* begin Records provided *
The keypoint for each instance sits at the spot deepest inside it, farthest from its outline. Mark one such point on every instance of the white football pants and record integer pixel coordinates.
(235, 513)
* end Records provided *
* begin Records provided *
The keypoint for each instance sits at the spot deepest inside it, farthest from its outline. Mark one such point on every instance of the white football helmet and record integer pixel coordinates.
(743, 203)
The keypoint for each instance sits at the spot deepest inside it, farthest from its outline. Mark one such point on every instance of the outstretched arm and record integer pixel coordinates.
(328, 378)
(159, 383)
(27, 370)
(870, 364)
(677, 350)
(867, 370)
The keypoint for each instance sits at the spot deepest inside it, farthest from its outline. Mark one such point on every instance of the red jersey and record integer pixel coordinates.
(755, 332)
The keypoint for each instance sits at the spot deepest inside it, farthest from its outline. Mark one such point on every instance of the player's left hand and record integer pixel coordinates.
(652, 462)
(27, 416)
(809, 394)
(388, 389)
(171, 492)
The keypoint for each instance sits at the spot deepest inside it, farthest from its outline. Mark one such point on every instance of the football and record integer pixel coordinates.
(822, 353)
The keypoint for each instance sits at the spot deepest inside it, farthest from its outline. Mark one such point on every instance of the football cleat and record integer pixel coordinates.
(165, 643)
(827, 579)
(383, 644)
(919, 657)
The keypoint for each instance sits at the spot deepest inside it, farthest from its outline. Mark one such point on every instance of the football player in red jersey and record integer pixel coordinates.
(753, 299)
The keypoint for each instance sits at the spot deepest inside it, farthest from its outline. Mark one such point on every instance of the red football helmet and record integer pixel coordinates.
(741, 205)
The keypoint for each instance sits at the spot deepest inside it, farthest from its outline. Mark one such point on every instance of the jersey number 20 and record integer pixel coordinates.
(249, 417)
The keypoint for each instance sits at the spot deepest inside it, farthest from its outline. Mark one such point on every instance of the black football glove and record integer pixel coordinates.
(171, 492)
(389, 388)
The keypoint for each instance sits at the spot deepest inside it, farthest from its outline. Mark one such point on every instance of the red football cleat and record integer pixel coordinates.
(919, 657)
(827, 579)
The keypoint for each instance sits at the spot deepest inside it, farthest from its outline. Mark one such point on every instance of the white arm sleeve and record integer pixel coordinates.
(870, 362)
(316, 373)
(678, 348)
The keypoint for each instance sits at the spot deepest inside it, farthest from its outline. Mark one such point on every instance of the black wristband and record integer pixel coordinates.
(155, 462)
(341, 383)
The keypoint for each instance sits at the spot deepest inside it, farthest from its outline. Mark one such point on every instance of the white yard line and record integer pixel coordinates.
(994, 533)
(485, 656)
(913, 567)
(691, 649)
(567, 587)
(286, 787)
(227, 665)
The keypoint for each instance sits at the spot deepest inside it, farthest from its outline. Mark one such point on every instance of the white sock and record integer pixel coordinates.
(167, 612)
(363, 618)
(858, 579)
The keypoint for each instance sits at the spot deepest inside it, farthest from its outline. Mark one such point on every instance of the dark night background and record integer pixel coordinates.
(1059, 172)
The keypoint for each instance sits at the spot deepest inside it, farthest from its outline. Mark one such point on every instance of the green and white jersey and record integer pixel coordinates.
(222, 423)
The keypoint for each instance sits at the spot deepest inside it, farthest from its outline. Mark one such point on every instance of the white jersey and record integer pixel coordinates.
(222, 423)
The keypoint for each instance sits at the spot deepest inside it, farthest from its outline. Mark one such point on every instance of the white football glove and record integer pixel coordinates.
* end Records provided *
• [What you are asked to do]
Please identify each line in the material above that contains the word "black" and copy those lines out. Matching is case-sensitive.

• [Exercise output]
The keypoint for each instance sits at the spot deepest inside it, farthest from its outline. Mark one such point on every instance of the black football glove and record integer pixel coordinates.
The keypoint for each instance sits at the spot deepest inside it, farthest from its outline. Mark one such point on every instance of the black wristband and record integer pixel coordinates.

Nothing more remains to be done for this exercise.